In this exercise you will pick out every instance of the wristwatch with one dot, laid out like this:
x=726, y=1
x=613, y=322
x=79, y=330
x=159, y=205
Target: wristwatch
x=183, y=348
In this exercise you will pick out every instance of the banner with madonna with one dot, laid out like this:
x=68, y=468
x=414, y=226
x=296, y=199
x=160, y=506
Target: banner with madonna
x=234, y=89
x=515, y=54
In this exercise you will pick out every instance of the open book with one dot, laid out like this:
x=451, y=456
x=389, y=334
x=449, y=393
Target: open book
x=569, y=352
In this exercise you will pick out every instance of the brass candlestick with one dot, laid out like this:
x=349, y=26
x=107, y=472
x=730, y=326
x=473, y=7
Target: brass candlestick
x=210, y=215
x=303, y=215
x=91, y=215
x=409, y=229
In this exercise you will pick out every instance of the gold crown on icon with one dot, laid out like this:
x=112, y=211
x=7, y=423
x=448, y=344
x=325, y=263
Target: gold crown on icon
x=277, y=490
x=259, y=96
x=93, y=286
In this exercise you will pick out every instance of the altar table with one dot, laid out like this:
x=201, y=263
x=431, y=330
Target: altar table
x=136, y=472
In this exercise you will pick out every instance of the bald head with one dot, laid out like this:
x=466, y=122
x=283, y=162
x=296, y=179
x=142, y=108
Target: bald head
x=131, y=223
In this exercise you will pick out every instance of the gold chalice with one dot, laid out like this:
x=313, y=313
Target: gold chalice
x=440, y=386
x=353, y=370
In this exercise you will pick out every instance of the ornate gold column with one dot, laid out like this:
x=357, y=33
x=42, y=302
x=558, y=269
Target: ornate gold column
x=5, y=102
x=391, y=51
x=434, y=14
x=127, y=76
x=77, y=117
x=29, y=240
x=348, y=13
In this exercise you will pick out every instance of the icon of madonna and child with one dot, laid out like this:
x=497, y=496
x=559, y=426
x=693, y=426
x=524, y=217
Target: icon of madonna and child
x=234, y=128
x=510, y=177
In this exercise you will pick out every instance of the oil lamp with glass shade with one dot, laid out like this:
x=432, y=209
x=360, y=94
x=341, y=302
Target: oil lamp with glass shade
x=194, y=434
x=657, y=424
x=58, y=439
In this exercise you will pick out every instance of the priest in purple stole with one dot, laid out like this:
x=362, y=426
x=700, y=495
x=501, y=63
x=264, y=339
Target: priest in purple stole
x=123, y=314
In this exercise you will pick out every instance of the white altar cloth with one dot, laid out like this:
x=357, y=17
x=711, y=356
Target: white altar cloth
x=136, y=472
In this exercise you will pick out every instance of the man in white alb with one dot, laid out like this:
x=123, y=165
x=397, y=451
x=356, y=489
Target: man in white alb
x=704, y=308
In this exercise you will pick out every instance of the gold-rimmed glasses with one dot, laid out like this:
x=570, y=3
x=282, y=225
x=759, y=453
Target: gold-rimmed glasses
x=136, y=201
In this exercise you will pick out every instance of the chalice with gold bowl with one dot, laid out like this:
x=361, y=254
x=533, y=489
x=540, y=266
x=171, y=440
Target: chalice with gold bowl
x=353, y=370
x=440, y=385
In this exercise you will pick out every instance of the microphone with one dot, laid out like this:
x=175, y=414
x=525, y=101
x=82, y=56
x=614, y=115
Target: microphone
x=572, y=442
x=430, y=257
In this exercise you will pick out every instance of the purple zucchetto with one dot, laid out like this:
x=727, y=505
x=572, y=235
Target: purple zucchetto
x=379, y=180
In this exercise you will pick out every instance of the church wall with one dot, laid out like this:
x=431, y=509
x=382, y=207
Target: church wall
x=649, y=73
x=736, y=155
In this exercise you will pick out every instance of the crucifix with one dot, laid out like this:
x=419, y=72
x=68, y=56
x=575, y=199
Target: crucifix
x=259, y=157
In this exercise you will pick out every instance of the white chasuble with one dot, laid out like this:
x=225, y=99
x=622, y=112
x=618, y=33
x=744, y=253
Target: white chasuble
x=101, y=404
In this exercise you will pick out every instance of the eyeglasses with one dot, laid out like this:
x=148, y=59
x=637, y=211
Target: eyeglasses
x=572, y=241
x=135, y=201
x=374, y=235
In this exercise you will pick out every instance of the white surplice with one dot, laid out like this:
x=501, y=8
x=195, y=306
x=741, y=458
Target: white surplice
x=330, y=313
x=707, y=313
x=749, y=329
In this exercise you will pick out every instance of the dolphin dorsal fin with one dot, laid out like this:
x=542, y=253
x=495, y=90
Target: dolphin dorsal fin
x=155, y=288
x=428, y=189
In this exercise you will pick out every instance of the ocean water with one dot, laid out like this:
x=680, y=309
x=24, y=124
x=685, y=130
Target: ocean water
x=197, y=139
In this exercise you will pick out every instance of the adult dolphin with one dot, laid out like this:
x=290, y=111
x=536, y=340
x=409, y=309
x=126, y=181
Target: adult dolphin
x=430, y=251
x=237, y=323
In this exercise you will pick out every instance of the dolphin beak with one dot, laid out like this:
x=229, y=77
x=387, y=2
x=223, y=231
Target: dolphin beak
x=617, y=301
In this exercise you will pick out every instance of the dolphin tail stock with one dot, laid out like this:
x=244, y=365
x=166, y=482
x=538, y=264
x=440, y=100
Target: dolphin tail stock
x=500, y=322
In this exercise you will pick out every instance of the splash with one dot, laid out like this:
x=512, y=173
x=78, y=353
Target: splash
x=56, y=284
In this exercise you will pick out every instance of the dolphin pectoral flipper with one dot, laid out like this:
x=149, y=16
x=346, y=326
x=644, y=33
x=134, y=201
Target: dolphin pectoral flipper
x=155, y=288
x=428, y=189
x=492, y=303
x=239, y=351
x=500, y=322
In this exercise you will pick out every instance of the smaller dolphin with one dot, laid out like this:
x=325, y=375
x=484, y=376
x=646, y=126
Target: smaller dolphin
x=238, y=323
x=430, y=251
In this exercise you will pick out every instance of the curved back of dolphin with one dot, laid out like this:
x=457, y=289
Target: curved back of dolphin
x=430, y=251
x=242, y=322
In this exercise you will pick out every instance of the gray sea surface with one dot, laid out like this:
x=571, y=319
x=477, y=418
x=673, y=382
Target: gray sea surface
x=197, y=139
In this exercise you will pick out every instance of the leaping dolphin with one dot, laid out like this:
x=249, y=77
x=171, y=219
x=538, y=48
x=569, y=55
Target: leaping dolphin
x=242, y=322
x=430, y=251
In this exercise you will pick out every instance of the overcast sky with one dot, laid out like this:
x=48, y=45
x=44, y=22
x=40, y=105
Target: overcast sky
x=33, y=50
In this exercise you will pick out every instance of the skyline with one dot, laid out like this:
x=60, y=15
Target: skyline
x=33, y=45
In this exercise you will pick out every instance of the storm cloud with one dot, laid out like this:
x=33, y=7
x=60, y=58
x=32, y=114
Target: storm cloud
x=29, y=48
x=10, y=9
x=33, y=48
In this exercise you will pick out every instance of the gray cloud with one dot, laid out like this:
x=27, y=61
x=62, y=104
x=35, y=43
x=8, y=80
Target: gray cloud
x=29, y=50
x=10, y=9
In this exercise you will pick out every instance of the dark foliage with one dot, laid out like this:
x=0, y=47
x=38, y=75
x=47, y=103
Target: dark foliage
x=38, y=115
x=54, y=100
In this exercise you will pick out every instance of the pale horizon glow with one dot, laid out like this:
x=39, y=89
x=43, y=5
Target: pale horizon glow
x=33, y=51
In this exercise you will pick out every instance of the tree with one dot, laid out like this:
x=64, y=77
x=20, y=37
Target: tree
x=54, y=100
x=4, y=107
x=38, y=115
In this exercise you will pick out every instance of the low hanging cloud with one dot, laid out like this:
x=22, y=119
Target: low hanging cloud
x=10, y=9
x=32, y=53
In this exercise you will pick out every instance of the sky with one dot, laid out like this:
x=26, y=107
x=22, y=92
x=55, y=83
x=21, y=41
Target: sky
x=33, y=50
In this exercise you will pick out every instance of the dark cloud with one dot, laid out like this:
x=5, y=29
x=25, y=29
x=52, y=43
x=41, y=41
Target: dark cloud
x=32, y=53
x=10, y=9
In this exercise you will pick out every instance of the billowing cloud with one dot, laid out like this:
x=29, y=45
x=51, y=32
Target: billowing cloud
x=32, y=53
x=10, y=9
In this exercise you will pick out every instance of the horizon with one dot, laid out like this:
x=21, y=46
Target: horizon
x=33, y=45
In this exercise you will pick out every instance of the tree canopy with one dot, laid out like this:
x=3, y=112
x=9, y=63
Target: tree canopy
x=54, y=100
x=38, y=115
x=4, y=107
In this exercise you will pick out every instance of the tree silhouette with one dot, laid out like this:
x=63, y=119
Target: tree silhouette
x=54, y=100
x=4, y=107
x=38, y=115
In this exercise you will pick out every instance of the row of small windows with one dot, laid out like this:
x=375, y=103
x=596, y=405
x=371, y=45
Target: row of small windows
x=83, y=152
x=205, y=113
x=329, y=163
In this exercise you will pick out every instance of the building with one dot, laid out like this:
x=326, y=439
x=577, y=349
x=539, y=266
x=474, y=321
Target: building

* JOB
Starting at the line that contains "the tree with", write out every line to the end of the entries, exactly as given.

* ANSWER TO THE EXERCISE
In this exercise you will pick out every instance of the tree with one dot, laid out like this:
x=64, y=77
x=20, y=37
Target: tree
x=54, y=100
x=4, y=107
x=38, y=115
In this exercise you will pick out every instance of the low hanging cloud with one dot, laid out like this:
x=22, y=119
Target: low hanging cloud
x=10, y=9
x=32, y=53
In this exercise you will pick out every instance of the sky with one dot, laid out like this:
x=26, y=107
x=22, y=92
x=55, y=83
x=21, y=41
Target: sky
x=33, y=50
In this exercise you will pick out every instance of the dark cloud with one dot, laid out like this:
x=5, y=29
x=25, y=29
x=52, y=43
x=41, y=41
Target: dark cloud
x=32, y=53
x=10, y=9
In this exercise you will pick out every instance of the billowing cloud with one dot, laid out like this:
x=29, y=45
x=51, y=32
Target: billowing cloud
x=32, y=53
x=10, y=9
In this exercise you will pick out every instance of the horizon with one dot, laid out like this:
x=21, y=46
Target: horizon
x=33, y=45
In this exercise you will pick out every instance of the tree canopy with one dot, laid out like this:
x=3, y=112
x=9, y=63
Target: tree canopy
x=54, y=100
x=38, y=115
x=4, y=107
In this exercise you will pick out every instance of the tree silhouette with one dot, laid out like this:
x=63, y=119
Target: tree silhouette
x=54, y=100
x=4, y=107
x=38, y=115
In this exercise you will pick out every instance of the row of small windows with one dot, laid out like this:
x=375, y=103
x=596, y=405
x=371, y=45
Target: row of small windows
x=83, y=152
x=205, y=113
x=329, y=163
In this exercise you will pick out every instance of the building with one dot, laid out like this:
x=326, y=439
x=577, y=349
x=539, y=266
x=474, y=321
Target: building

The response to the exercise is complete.